◆ Text excerpt ◆
>> begin
DBMS/Hadoop integration is a confusing subject. My post on the Cloudera/Aster Data partnership awaits some clarification in the comment thread. A conversation with Vertica left me unsure about some Hadoop/Vertica Year 2 details as well, although I’m doing better after a follow-up call. On the plus side, we also covered some rather cool Hadoop/Vertica product futures, and those seemed easier to understand.
I say “Year 2″ because Hadoop/Vertica integration has been going on since last year. Indeed, Vertica says that there are now over 25 users of the Hadoop/Vertica combination and hence Vertica’s Hadoop connector. Vertica is now introducing — for immediate GA — a new version of its Hadoop connector. So far as I understood:
- Vertica’s Hadoop connector now works with Vertica 4.0.
- Vertica’s Hadoop connector now works with Pig.
- Vertica’s Hadoop connector now can let Vertica do aggregation, whereas in the past Hadoop would have done a bunch of Vertica queries and performed the aggregation itself. I think this technically sets up the paradox that sometimes being less parallel gives better performance, but only because the heavy lifting will already have been done — in parallel — on Vertica.
- Vertica’s Hadoop connector now has smarts about how data is hash-distributed in Vertica.
- Vertica’s Hadoop connector can make single calls from Hadoop or Pig to load data from Vertica, as opposed to — well, I guess as opposed to making calls to each Vertica node separately.
- Vertica’s Hadoop connector now lets Hadoop write more easily to Vertica. Hadoop can write to the Vertica table of its choice — even if the table doesn’t yet exist, because in that case Vertica creates it on the fly. (Note that this capability wouldn’t have made sense before Vertica 4.0, because there wasn’t a simple CREATE TABLE capability in Vertica — manual intervention was needed to choose the table’s physical layout.)
>> end
◆ Task to carry out ◆
In the Hadoop/Vertica post, what does Vertica do when Hadoop writes to a table that doesn't exist yet?

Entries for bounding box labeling
>> begin
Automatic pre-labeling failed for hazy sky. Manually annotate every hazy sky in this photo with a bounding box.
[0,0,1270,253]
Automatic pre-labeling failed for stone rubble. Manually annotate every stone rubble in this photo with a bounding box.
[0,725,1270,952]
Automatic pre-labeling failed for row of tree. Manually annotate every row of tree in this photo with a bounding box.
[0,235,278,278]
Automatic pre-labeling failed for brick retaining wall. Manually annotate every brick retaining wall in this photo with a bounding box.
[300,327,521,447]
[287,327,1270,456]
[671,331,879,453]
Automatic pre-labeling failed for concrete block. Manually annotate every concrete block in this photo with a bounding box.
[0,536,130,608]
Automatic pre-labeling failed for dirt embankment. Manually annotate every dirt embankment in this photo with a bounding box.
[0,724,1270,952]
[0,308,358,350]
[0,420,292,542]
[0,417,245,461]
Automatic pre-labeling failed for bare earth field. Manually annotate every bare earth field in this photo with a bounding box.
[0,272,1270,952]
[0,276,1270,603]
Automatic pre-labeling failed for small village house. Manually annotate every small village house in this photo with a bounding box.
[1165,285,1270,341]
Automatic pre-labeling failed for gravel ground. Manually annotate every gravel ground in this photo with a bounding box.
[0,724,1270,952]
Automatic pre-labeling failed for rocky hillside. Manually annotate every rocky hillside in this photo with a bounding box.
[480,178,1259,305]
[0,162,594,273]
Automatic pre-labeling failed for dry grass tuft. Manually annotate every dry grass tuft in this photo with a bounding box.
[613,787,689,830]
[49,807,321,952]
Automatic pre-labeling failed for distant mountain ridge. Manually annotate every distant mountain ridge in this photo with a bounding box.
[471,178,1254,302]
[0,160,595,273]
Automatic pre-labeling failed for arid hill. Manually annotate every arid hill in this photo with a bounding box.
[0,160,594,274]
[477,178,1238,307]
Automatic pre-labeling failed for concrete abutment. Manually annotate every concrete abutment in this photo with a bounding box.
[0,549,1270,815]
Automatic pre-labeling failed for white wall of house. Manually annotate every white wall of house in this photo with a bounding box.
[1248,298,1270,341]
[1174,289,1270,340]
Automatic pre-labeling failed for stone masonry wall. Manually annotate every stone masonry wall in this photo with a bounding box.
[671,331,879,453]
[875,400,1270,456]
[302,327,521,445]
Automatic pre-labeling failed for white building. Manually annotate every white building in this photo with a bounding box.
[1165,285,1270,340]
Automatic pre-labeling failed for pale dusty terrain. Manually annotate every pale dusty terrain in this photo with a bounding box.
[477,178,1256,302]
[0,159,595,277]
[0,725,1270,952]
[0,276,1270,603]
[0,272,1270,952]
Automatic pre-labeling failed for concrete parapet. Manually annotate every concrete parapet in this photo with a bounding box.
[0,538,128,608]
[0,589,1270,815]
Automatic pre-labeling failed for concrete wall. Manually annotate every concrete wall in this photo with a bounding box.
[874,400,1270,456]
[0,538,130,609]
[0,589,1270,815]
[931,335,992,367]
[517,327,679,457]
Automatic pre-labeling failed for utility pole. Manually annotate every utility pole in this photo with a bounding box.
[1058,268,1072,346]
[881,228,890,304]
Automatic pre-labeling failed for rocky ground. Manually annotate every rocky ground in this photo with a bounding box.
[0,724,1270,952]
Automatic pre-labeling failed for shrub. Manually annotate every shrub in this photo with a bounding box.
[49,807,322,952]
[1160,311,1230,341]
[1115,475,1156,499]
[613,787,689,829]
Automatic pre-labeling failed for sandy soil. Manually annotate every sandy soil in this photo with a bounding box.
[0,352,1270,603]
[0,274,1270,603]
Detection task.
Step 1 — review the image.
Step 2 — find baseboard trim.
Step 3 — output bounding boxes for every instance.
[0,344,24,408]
>> end
◆ Finished task ◆
Vertica creates the table on the fly.